DATA:
□ □ □ □

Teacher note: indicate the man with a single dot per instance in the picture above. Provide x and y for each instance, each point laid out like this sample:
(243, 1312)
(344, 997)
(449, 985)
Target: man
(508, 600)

□ □ □ □

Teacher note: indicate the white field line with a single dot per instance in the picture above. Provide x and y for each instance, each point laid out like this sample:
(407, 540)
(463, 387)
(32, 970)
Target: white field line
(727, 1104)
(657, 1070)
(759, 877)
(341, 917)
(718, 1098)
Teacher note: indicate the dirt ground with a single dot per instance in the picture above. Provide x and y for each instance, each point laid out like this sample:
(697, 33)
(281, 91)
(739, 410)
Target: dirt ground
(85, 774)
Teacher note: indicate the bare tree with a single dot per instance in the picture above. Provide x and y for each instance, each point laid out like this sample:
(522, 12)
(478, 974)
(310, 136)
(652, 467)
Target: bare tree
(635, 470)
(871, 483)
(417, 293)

□ □ □ □

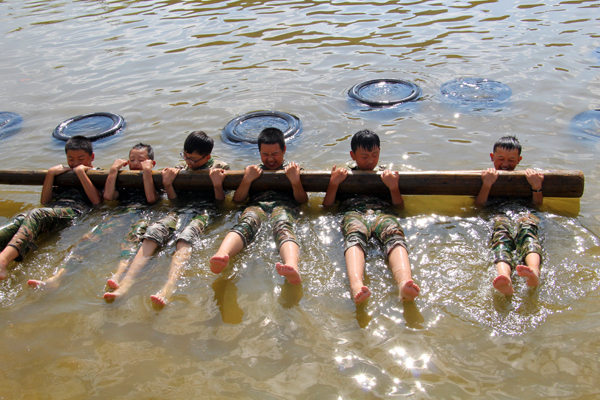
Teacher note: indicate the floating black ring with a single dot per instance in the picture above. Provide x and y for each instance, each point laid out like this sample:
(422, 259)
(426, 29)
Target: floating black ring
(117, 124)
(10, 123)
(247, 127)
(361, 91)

□ □ □ □

TASK DESCRIPTION:
Which lines above carry the string "with"? Copy those lines.

FINAL ANSWER:
Teacher note: indicate the man with a single dot per instance in the picture above. Provide x and y for each instance, each point laid out like this sample:
Teacher note: indicate the white field line with a single dot per instance in the picture above. Provide x and y for each instance, each point laid out like this sample:
Teacher note: indicate the dirt ground with a single dot per instance in the picture above. Provide x and y for each instance, each point laid out like this sample:
Teacher note: indicate the bare tree with a single dot per instance in the picture above. Provide x and y for each instance, each point laid out like this sample:
Teacher note: indicate the floating black ring with a single dot per instance in the picture above. Provide x and y for each instance, each point laid out like this sample:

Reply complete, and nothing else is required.